[Data entries]
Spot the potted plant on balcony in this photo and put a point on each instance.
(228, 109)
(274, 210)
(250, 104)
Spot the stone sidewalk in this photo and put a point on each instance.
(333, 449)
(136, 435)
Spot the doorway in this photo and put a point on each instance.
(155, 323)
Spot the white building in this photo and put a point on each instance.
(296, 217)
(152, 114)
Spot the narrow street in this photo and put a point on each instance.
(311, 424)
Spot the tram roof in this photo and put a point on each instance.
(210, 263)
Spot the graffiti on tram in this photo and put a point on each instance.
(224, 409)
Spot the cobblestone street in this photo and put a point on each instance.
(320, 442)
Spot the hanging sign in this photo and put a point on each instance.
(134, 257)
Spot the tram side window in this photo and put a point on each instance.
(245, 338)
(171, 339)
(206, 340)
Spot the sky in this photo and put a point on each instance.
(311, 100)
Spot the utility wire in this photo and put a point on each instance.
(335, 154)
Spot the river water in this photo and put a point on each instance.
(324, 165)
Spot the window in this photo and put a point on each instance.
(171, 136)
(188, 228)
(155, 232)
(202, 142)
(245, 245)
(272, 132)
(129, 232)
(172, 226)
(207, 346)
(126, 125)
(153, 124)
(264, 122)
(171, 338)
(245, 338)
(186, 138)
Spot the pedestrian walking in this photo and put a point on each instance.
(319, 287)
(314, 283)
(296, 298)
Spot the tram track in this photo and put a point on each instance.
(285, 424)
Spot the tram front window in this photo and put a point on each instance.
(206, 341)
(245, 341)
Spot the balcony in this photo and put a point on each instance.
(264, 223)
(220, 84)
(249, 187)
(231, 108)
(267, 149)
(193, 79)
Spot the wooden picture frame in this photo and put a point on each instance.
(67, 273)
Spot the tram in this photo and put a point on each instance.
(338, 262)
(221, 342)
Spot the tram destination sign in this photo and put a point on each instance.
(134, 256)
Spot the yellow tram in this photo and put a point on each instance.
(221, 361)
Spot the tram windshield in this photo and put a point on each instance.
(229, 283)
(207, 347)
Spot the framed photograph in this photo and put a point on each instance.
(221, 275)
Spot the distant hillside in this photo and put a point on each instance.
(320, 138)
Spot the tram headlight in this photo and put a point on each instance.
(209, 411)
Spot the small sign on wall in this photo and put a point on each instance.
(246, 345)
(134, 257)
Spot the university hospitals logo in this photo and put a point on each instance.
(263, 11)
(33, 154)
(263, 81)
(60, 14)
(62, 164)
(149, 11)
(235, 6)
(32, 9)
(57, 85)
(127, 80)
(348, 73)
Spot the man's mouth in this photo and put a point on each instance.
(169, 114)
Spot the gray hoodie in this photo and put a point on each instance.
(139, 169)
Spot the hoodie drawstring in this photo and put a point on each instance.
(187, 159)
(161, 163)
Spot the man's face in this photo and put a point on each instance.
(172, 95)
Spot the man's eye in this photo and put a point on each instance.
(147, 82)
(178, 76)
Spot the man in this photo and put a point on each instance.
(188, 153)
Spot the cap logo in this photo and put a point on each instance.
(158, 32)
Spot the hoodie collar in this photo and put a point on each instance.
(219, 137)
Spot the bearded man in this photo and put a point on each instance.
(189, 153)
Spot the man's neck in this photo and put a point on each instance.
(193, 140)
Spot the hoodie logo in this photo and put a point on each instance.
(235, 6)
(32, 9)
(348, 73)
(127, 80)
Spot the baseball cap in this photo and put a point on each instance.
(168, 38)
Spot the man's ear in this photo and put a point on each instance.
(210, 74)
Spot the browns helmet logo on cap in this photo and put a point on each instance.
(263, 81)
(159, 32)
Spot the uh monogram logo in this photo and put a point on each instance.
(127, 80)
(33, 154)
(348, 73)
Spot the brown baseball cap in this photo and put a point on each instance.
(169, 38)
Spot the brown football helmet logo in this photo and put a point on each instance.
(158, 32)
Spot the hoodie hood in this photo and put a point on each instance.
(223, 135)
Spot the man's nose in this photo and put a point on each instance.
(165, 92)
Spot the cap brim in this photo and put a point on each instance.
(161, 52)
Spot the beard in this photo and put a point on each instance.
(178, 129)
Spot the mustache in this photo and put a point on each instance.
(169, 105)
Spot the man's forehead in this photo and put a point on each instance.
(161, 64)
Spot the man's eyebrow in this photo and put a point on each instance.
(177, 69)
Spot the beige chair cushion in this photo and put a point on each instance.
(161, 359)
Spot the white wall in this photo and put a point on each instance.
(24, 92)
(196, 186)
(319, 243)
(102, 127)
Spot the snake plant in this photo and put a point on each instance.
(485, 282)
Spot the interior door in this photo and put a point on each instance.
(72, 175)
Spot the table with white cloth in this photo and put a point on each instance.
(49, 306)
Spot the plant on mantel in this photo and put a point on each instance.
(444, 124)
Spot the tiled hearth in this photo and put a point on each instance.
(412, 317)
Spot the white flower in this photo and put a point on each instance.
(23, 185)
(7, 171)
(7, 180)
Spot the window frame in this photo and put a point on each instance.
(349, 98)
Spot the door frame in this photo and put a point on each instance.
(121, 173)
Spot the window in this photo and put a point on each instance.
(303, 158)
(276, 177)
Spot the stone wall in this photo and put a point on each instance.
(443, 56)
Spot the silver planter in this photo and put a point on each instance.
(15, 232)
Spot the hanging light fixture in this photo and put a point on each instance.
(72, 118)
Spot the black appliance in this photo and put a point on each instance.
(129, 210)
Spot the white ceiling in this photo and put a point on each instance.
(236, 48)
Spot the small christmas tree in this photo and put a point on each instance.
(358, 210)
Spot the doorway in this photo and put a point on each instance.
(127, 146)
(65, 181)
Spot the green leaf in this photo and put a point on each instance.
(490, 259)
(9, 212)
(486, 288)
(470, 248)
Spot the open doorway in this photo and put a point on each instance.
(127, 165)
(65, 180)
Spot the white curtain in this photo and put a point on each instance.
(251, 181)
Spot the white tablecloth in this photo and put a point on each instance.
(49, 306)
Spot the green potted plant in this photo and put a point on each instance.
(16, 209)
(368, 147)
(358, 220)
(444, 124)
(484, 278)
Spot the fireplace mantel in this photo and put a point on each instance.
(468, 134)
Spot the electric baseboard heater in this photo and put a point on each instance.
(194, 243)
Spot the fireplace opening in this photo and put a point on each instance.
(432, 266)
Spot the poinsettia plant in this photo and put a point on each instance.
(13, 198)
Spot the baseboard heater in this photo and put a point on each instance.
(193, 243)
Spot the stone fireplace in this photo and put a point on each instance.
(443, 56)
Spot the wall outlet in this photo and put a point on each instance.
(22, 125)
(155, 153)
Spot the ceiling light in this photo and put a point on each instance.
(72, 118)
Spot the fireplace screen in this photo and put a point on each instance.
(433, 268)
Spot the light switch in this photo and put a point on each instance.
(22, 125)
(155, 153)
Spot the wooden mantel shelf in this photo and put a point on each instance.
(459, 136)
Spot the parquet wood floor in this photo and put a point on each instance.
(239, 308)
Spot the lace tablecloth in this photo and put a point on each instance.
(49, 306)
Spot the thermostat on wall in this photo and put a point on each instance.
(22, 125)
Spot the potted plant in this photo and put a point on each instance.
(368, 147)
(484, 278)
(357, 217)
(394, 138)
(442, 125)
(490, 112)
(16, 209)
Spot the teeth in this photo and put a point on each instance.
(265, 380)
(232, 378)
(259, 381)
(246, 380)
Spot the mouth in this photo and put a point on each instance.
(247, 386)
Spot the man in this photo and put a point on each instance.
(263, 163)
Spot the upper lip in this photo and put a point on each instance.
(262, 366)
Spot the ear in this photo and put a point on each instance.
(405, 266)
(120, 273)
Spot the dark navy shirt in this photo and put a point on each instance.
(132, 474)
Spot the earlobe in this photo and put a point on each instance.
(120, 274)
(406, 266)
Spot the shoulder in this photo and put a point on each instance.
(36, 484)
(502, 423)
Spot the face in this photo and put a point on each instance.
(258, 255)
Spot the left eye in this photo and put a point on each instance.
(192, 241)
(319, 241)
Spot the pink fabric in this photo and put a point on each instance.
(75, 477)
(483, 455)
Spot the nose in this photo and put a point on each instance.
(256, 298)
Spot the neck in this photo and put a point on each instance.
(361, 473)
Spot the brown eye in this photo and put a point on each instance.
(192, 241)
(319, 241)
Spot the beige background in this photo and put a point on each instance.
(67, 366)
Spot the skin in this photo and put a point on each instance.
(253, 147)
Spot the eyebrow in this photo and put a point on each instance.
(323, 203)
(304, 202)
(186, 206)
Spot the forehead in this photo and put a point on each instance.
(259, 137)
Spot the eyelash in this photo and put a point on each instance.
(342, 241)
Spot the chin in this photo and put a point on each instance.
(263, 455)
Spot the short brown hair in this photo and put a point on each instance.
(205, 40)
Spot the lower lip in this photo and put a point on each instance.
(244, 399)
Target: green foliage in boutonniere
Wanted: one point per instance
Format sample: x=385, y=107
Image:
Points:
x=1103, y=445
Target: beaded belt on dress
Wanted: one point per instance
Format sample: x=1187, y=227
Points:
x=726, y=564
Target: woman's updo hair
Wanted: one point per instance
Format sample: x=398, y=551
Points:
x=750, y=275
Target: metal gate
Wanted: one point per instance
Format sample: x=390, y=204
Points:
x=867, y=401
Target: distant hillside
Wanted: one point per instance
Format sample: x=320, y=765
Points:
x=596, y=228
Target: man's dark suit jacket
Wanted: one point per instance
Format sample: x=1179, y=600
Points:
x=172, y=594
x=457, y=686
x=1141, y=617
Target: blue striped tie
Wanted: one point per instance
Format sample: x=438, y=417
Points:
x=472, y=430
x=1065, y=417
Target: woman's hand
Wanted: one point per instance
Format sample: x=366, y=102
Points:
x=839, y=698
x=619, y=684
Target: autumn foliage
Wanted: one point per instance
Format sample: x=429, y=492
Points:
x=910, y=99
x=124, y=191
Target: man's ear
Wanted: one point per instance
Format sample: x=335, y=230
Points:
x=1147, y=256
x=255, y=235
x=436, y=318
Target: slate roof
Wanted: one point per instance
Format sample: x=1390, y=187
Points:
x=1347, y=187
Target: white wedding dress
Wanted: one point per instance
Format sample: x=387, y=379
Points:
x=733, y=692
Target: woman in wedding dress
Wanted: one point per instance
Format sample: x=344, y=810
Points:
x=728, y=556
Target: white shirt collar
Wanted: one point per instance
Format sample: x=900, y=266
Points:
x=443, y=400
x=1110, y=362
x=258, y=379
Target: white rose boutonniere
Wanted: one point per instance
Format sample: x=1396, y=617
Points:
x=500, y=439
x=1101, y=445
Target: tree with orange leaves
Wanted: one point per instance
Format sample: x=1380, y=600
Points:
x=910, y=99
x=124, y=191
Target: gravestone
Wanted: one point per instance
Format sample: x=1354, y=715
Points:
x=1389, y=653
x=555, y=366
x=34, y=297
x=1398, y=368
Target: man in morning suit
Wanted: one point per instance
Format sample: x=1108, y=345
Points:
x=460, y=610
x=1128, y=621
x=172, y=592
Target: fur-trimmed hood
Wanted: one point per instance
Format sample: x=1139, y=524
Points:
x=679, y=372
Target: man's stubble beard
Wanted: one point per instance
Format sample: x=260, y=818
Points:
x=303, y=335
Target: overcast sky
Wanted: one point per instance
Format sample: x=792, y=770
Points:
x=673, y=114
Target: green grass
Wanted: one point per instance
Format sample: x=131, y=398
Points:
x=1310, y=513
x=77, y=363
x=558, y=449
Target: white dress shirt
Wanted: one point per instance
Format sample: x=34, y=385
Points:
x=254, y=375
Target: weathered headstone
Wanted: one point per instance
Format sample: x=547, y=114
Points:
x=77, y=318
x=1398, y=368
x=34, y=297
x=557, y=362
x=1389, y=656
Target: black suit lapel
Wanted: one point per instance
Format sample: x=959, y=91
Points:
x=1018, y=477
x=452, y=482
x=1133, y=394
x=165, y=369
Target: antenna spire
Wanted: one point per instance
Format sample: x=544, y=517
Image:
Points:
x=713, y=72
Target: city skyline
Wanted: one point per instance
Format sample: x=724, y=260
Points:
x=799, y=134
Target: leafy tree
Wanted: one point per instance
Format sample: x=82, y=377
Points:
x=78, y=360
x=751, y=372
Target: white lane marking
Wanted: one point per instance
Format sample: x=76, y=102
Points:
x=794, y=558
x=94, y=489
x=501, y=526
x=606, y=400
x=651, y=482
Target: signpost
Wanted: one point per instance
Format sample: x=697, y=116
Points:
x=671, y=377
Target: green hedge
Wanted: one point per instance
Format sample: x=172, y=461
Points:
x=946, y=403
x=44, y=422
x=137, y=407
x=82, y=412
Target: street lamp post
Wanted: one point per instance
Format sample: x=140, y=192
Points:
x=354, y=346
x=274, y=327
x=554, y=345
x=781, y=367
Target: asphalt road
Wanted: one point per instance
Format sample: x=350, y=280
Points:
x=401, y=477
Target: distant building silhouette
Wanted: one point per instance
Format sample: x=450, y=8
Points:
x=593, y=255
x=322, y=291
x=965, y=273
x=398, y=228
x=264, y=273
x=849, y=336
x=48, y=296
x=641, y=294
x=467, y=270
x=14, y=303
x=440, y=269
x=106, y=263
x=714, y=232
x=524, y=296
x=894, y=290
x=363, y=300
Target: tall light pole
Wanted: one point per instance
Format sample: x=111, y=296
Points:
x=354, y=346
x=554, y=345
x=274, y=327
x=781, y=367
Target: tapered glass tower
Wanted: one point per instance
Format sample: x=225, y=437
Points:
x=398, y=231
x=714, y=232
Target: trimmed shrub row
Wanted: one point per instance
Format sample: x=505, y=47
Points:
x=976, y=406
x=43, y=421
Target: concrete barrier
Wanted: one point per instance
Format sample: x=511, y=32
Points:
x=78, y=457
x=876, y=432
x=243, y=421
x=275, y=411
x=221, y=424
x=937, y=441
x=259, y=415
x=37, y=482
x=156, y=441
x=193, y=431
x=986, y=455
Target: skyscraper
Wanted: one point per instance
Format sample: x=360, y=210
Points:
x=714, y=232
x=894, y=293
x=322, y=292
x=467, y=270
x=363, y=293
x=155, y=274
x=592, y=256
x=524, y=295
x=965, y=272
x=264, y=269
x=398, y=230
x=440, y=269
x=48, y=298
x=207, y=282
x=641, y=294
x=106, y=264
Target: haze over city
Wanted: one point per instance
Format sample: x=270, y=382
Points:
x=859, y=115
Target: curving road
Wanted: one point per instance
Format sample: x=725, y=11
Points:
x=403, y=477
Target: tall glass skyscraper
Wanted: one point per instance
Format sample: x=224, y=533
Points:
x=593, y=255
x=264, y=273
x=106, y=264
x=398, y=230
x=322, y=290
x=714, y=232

WORK TASK
Wherever a line of the data holds "city", copy that line.

REPLY
Target: city skyline
Target: haze over city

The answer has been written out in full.